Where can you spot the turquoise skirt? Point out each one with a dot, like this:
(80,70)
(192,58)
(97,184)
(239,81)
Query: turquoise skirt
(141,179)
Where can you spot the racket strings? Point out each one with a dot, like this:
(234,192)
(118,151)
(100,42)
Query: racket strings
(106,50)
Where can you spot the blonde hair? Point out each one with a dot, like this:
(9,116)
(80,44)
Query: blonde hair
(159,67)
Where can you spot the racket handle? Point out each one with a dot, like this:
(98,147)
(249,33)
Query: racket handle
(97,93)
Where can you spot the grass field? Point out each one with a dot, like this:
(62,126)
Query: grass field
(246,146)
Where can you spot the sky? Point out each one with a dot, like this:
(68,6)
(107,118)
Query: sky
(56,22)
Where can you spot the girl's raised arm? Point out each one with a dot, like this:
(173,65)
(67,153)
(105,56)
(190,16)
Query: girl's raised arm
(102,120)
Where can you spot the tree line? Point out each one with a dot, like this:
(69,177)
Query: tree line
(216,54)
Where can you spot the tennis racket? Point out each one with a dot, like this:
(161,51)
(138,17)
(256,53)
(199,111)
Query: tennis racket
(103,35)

### Problem description
Rewrite every one of the records above, putting "Mark" in place of "Point out" and leaving all other wording unchanged.

### Correct result
Where can you spot the turquoise skirt? Mark each one with a dot, like this:
(80,70)
(192,58)
(97,184)
(239,81)
Query: turquoise skirt
(141,179)
Where can you spot the racket strings? Mark each one with a dot, like this:
(234,192)
(118,151)
(100,42)
Query: racket strings
(106,50)
Where can you spot the blonde hair? Mark each one with a dot, like this:
(9,116)
(80,44)
Query: blonde hair
(159,67)
Where can you spot the racket handle? Mark each one with a dot, like this:
(98,147)
(249,33)
Query: racket handle
(97,93)
Where can you spot the grass field? Mark each one with a dot, like this:
(62,126)
Query: grass field
(246,146)
Where can you spot the sky? Mark each one with a dot, like this:
(68,6)
(107,118)
Query: sky
(56,22)
Where can you spot the girl's raised arm? Mark each one with a dot, like this:
(173,65)
(67,153)
(105,56)
(190,16)
Query: girl's raised arm
(102,120)
Where can you spot the tree line? Mark each one with a dot, like this:
(69,177)
Query: tree line
(216,54)
Where can you spot the tennis racket? Mark each one with a dot, like this:
(161,51)
(138,17)
(256,53)
(199,111)
Query: tennis racket
(103,35)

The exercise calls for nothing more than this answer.